- **WRITTEN EXERCISE**
Copy all of the records below line for line, changing nothing.

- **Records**
********************
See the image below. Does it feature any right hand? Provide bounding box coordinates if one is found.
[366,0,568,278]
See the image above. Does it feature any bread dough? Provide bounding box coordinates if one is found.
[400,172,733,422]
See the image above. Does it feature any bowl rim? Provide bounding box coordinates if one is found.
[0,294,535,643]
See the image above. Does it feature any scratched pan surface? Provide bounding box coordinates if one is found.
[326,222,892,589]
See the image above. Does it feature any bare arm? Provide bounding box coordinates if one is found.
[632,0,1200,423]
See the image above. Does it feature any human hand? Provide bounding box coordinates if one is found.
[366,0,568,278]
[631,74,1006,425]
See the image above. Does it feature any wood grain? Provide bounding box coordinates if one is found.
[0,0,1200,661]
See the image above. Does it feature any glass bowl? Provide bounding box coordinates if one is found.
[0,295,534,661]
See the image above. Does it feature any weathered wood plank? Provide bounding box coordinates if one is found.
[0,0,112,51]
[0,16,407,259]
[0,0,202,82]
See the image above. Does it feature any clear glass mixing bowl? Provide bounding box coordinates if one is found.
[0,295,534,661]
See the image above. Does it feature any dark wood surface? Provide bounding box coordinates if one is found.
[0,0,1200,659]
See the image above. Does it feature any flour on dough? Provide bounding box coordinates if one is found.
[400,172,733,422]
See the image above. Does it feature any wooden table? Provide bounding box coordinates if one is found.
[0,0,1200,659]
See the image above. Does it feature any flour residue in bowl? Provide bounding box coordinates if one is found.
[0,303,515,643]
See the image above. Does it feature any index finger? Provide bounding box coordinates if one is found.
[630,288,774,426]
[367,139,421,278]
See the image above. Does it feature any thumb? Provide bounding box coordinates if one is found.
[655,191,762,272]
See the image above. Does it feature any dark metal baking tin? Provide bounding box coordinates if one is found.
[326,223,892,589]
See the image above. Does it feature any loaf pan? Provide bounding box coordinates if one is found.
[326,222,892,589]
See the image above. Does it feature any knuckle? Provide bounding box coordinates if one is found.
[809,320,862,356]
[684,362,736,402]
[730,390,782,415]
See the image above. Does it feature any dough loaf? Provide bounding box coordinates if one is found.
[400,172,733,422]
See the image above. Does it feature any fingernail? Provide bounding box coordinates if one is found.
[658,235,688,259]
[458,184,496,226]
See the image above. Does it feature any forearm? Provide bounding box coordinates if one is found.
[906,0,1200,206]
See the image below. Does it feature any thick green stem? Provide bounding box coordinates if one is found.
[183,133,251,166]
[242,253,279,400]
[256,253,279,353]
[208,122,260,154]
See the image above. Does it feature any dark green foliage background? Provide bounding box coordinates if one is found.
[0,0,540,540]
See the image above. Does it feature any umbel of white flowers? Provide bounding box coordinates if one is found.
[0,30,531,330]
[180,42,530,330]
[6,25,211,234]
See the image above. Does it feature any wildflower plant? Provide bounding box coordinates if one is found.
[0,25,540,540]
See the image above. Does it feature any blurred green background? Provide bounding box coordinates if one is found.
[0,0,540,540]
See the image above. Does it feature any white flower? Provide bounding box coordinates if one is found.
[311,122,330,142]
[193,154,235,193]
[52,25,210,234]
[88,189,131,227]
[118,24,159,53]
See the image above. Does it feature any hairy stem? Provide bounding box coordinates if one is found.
********************
- **ANSWER BELOW**
See the image below. Does it feature any right hand? Provide bounding box coordinates if one is found.
[366,0,568,278]
See the image above. Does it feature any bread dough? Provide bounding box coordinates if one is found.
[400,172,733,422]
See the image above. Does it feature any bowl rim? Provide bounding box coordinates if one is found.
[0,294,535,643]
See the image above. Does it feature any scratched pan surface? Provide bounding box coordinates if one is found.
[326,222,892,589]
See the image above. Does it feature any bare arm? Provide bounding box coordinates if one is found.
[632,0,1200,423]
See the image above. Does it feature any human hand? Provide bounding box coordinates if one is found.
[366,0,568,278]
[631,74,1006,425]
See the image above. Does it feature any wood grain? Provide bounding box coordinates if one is found.
[0,0,1200,661]
See the image above. Does it feature any glass bowl? Provide bounding box coordinates if one is found.
[0,295,534,661]
See the image above. Does it feature any weathered wood plank? Provide bounding box coordinates if one is found.
[0,0,112,51]
[0,16,407,259]
[0,0,202,82]
See the image above. Does it feature any clear glass mixing bowl? Provide bounding box coordinates if one is found.
[0,295,534,661]
See the image above. Does it feature any dark wood surface? Provide bounding box coordinates if one is found.
[0,0,1200,659]
See the image above. Does it feature any flour on dough? Provide bounding box coordinates if one is found.
[400,172,733,422]
See the image above. Does it feature any wooden table? Provide bounding box coordinates if one is found.
[0,0,1200,659]
See the image above. Does it feature any flour residue in bowl? Provide bounding box coordinates if one is found.
[0,303,515,643]
See the image above. Does it feature any index finger? Provide bounding box coordinates if one is found.
[630,288,774,426]
[367,139,421,278]
See the image above. Does it feature any thumb? Provide bounding box coordinates if one is found.
[655,191,762,272]
See the image above. Does it feature any dark metal baking tin? Provide bounding box coordinates if one is found.
[326,223,892,589]
See the image above. Does it feature any loaf pan? Provide bounding box coordinates if one is found.
[326,222,892,589]
See the image above. Does it feature any knuckle? Provide bounding box coordinates if one is found.
[809,320,862,356]
[684,362,736,402]
[730,390,782,415]
See the image above. Does it feature any dough loaf? Provide bounding box coordinates if one is found.
[400,172,733,422]
See the image above. Does it feature any fingernail? Provide bounding box coordinates if one is found.
[658,235,688,259]
[458,184,496,226]
See the image above. Does it feature any forearm? Provide bounding box coordinates if one is found.
[906,0,1200,206]
See the image below. Does it feature any thick green stem? Provide bounding box coordinates if one is found.
[183,133,251,166]
[242,253,279,400]
[256,253,279,353]
[208,122,260,154]
See the image above. Does it feature any dark green foliage background? Provide bounding box coordinates if one is found.
[0,0,540,540]
See the image above. Does it feature any umbel of white flowers? Provide bounding box coordinates if one is found.
[0,30,531,330]
[180,42,530,330]
[6,25,211,234]
See the image above. Does it feature any wildflower plant? Provide bounding box coordinates if one is found.
[0,25,540,540]
See the image above. Does it feature any blurred green background? Provide bounding box coordinates if one is found.
[0,0,540,540]
See the image above. Does it feature any white flower? Provide bounding box coordinates if one is found.
[311,122,330,142]
[193,154,235,193]
[52,25,210,234]
[88,189,131,227]
[118,24,159,53]
See the image above. Does it feature any hairy stem? Provide bounding box coordinates if one is found.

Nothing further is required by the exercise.